## [Written instruction]
Could you transcribe the passage of the set-indexing theory that opens with the words containing "Theory Collections.SetIndex" and closes with "an indexing function."?

## [Source text]
'''

Theory Collections.SetIndex
section ‹\isaheader{Indices of Sets}›
theory SetIndex
imports
"../spec/MapSpec"
"../spec/SetSpec"
begin
text_raw ‹\label{thy:SetIndex}›
text ‹
This theory defines an indexing operation that builds an index from a set
and an indexing function.
Here, index is a map from indices to all values of the set with that index.
›
subsection "Indexing by Function"
definition index :: "('a ⇒ 'i) ⇒ 'a set ⇒ 'i ⇒ 'a set"
where "index f s i == { x∈s . f x = i }"
lemma indexI: "⟦ x∈s; f x = i ⟧ ⟹ x∈index f s i" by (unfold index_def) auto
lemma indexD:
"x∈index f s i ⟹ x∈s"
"x∈index f s i ⟹ f x = i"
by (unfold index_def) auto
lemma index_iff[simp]: "x∈index f s i ⟷ x∈s ∧ f x = i" by (simp add: index_def)
subsection "Indexing by Map"
definition index_map :: "('a ⇒ 'i) ⇒ 'a set ⇒ 'i ⇀ 'a set"
where "index_map f s i == let s=index f s i in if s={} then None else Some s"
definition im_α where "im_α im i == case im i of None ⇒ {} | Some s ⇒ s"
lemma index_map_correct: "im_α (index_map f s) = index f s"
apply (rule ext)
apply (unfold index_def index_map_def im_α_def)
apply auto
done
subsection "Indexing by Maps and Sets from the Isabelle Collections Framework"
text ‹
In this theory, we define the generic algorithm as constants outside any locale,
but prove the correctness lemmas inside a locale that assumes correctness of all
prerequisite functions.
Finally, we export the correctness lemmas from the locale.

'''

## [Given entries]
'''

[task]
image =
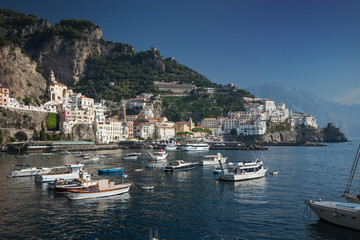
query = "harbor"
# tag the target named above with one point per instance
(195, 201)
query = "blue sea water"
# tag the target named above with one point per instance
(184, 205)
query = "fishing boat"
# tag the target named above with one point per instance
(157, 164)
(240, 171)
(104, 189)
(195, 147)
(130, 156)
(159, 155)
(110, 170)
(212, 159)
(25, 170)
(179, 165)
(352, 197)
(84, 181)
(69, 171)
(170, 147)
(339, 213)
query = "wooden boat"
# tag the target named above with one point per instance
(240, 171)
(105, 189)
(212, 159)
(159, 155)
(25, 170)
(130, 156)
(84, 181)
(70, 171)
(179, 165)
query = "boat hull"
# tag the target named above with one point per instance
(342, 214)
(74, 195)
(243, 177)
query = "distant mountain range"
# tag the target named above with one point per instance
(344, 116)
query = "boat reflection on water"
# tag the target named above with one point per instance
(120, 202)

'''

## [Task answer]
Theory Collections.SetIndex
section ‹\isaheader{Indices of Sets}›
theory SetIndex
imports
"../spec/MapSpec"
"../spec/SetSpec"
begin
text_raw ‹\label{thy:SetIndex}›
text ‹
This theory defines an indexing operation that builds an index from a set
and an indexing function.